RECORDS SHOWN:
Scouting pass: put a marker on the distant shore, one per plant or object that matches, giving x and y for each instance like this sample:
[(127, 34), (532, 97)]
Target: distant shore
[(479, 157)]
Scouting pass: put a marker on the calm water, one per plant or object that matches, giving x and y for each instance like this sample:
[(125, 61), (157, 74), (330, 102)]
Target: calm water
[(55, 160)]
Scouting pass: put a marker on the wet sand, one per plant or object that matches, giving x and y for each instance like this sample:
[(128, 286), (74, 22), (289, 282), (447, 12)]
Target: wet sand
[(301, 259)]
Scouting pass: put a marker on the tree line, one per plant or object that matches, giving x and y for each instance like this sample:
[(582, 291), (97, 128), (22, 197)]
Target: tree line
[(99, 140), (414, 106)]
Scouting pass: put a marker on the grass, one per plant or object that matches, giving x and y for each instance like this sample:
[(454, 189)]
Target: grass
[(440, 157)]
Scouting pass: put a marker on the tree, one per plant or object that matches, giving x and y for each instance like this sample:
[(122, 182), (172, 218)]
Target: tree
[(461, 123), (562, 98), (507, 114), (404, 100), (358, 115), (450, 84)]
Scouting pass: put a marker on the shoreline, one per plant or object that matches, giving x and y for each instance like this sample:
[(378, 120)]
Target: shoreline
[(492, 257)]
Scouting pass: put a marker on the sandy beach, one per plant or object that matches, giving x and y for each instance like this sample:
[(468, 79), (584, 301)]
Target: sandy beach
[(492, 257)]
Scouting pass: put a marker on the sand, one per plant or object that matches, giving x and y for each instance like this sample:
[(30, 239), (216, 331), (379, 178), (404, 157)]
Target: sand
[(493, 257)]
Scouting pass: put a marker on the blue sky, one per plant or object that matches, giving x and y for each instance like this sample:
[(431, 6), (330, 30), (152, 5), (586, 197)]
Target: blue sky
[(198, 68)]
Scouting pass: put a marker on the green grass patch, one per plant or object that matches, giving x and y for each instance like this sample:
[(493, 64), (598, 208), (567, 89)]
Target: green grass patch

TASK TO CARRY OUT: Print out the whole listing exactly as it appears.

SOLUTION FOR THIS TASK:
Scouting pass: put a marker on the distant shore, one per plant or object that matches, giving x and y for each instance like this sample:
[(127, 34), (532, 97)]
Target: distant shore
[(479, 157)]
Scouting pass: put a marker on the calm water, one per plant or object that matches, giving x and y for each instance like this sample:
[(125, 61), (157, 74), (330, 102)]
Target: calm water
[(55, 160)]
Scouting pass: put a marker on the wet sand, one per plant or object that matches, giving x and y for each instance like this sample:
[(128, 286), (74, 22), (289, 282), (447, 12)]
Target: wet sand
[(301, 259)]
Scouting pass: put a marker on the tree line, one per plant or object that matches, giving x and y for each instance like this sample:
[(582, 291), (97, 128), (22, 197)]
Target: tree line
[(99, 140), (414, 106)]
Scouting pass: put a marker on the grass, one per plant or object that matches, giving x and y for each instance like this sample:
[(454, 189)]
Target: grass
[(440, 157)]
Scouting pass: put a marker on the tree, one per plant or object that matches, giving x and y for each instance like this sample:
[(122, 182), (172, 218)]
Target: tree
[(461, 123), (562, 98), (507, 114), (404, 100), (358, 115), (450, 84)]
Scouting pass: put a marker on the shoreline, one per plant or object that matches, giving x and y for each instance like this sample:
[(378, 120)]
Target: shoreline
[(492, 257)]
Scouting pass: put a marker on the sandy beach, one per plant or object that matches, giving x and y for each instance like this sample:
[(468, 79), (584, 301)]
Target: sandy beach
[(492, 257)]
Scouting pass: put a marker on the sand, one per plant or object that matches, giving x and y for each instance like this sample:
[(30, 239), (216, 331), (379, 178), (404, 157)]
Target: sand
[(493, 257)]
Scouting pass: put a marker on the blue sky, one per plant or object that matches, giving x and y for each instance like this sample:
[(431, 6), (330, 30), (152, 5), (586, 197)]
Target: blue sky
[(198, 68)]
Scouting pass: put a marker on the green grass patch, one per plant or object that matches, giving x and y for each instance like this sample:
[(493, 64), (598, 208), (567, 89)]
Target: green grass patch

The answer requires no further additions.